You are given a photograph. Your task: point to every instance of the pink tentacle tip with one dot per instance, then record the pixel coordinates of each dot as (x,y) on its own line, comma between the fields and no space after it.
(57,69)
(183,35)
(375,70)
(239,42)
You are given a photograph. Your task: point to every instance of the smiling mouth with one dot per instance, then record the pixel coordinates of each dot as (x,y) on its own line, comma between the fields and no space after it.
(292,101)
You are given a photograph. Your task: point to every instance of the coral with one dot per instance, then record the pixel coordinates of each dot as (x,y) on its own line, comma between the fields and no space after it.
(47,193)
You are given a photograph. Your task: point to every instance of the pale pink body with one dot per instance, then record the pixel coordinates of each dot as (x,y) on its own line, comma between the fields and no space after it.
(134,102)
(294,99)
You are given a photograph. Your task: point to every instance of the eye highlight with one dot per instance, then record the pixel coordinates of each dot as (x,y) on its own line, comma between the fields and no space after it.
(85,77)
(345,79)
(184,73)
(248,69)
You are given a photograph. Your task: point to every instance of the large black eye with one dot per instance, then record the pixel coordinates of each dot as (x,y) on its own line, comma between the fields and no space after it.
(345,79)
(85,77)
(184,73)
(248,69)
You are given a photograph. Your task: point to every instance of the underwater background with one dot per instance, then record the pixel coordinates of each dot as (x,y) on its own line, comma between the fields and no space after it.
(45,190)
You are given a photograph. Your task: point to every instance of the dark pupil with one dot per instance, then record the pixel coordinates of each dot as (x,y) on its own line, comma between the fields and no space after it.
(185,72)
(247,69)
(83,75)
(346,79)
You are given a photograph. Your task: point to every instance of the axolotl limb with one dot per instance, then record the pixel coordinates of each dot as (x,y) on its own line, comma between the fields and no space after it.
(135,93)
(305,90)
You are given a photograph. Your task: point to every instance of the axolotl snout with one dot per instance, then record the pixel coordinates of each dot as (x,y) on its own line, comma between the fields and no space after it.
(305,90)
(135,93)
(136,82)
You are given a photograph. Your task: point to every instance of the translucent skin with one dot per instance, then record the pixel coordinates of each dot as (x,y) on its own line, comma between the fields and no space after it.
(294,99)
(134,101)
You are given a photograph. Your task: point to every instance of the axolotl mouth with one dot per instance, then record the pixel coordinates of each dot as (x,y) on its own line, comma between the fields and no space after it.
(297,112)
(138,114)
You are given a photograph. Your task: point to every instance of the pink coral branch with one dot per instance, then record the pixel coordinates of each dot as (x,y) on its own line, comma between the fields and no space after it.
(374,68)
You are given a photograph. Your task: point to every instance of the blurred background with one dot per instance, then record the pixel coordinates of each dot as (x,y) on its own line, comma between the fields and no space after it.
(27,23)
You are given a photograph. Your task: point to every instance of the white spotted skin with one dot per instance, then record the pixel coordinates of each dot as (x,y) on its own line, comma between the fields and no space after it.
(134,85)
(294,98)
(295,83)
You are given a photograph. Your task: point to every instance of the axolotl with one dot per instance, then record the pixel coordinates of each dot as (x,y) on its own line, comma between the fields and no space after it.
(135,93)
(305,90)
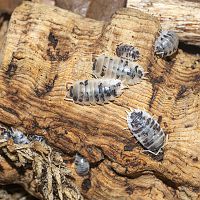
• • • •
Reproduce all of the items above verbatim, leaving out the pictures.

**PROBLEM SOLUTION**
You are given a photograph. Your task: point to every instance of the pink tentacle tip with one dot per instance, then record the pixel coordinates of each dot as (x,y) on its own line, comma between the fields and no space after it.
(57,69)
(183,35)
(375,70)
(239,42)
You are given a photograph. Your task: point to every instance of the smiling mouth with one dot per instance, then record the pixel coordinates of each dot as (x,y) on its own line, comma between the fields and no space after it.
(292,101)
You are given a photograph. Your task: point to every instance of the coral with one dot per instance, then record the pixel coordinates of each dot as (x,y) on its own line, comma between the fields and no space after it.
(47,193)
You are given a photograph. Your task: point to every instance of the pale pink body with one dot per instance, then record the pixel coordinates of each dot as (x,y) on its own line, comma between the fields and no space after it.
(134,102)
(294,99)
You are given a photograph. Your task: point to every instance of the eye highlight with one dot per instance, then record the pixel coordinates of each dot as (x,y) on its own line, comma between the fields and no space after it.
(85,77)
(345,79)
(184,73)
(248,69)
You are given a photograph. Your task: point to every instance of the large black eye with one dot per instance, then record the pixel coordinates of each dot as (x,y) on its own line, comma between the fields and no space after it.
(345,79)
(85,77)
(184,73)
(248,69)
You are given a photograph. Your task: point to every instance of the underwater background with one dot per instance, then record the pixel coordinates of each dot as (x,y) on its own line, comma between the fields and no space after it.
(45,190)
You are given a photograph. Your task: point to every instance of the dark pupil with one dot per instance, then record the pixel coordinates of each dot as (x,y) on its own line, comma between the fields and no space after it.
(185,72)
(247,69)
(83,75)
(346,79)
You are given a photograph. Your task: point to every instance of the axolotl limb with one dot per instance, then record the pixel coordinates of each dot as (x,y) on its own line, comma between the fields and no space after it.
(135,93)
(305,90)
You are given a photograph. Your task: point to every instance of the axolotl snout with one dot per instance, then record the pixel coordinates of each dot as (x,y) on its own line, comma between the fields and no space after it.
(305,90)
(135,93)
(136,82)
You are given a photograph. Your task: point to every instance of the translucent skin with one dot per instance, then record the pixel coordinates of each dot as (x,y) on its own line, comma between the fields and no space after it.
(294,99)
(134,101)
You are given a photograph. Your task: point to every instance of the axolotl mouth with one dot per instance, then record the pixel coordinates of each dot as (x,y) on its own line, comma between the fields and no space after it.
(297,112)
(138,114)
You are given a photograph. Your task: point to every instance of the pink coral branch with one dot per instance, then record the pixel coordinates of each dot as (x,y) on its own line, comma between the fields and no space after it.
(374,68)
You are given a photograph. Your task: point to every instance of the blurred background with one dot per instance, then record the pixel coordinates of each dot as (x,y) on its own line, comma between the fields and no space after it.
(27,23)
You are given a photograph. Your task: point to every instance of the white spotted skin with one dot per instance, then record the pixel coordinates of each dot as (x,y) on its own line, comma between the fields and no space after it.
(134,85)
(294,98)
(295,83)
You are given a photograph. Your task: point to every instance of the axolotl with one dot per instance, then record the pixel coordinates of each dot as (x,y) on its own line, comma between the fields and no space after it.
(135,93)
(305,90)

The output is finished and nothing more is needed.